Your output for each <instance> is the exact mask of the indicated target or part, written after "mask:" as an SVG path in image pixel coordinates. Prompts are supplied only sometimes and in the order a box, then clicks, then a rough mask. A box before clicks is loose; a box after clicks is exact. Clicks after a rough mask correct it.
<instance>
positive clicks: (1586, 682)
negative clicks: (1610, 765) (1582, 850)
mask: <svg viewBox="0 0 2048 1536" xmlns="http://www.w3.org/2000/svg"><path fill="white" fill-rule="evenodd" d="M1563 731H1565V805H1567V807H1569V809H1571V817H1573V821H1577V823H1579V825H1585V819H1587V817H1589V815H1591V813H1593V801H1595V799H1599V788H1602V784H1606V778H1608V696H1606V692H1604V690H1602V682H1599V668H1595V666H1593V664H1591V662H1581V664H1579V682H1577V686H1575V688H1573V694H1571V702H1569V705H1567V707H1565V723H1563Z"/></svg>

···

The whole of the material above needs to be copied exactly.

Solution for this task –
Your output for each <instance> is the exact mask of the indicated target or part, written after "mask:" as an SVG path in image pixel coordinates. Prompts are supplied only sometimes and in the order a box, then clicks, then a rough mask. A box before clicks is loose; a box after clicks is exact. Clicks after a rough mask correct it.
<instance>
positive clicks: (1586, 682)
negative clicks: (1610, 765) (1582, 850)
mask: <svg viewBox="0 0 2048 1536" xmlns="http://www.w3.org/2000/svg"><path fill="white" fill-rule="evenodd" d="M1563 731H1565V805H1567V807H1569V809H1571V817H1573V821H1577V823H1579V825H1585V819H1587V817H1589V815H1591V813H1593V801H1595V799H1599V788H1602V784H1606V778H1608V696H1606V692H1604V690H1602V682H1599V668H1595V666H1593V664H1591V662H1581V664H1579V682H1577V686H1575V688H1573V694H1571V702H1569V705H1567V707H1565V723H1563Z"/></svg>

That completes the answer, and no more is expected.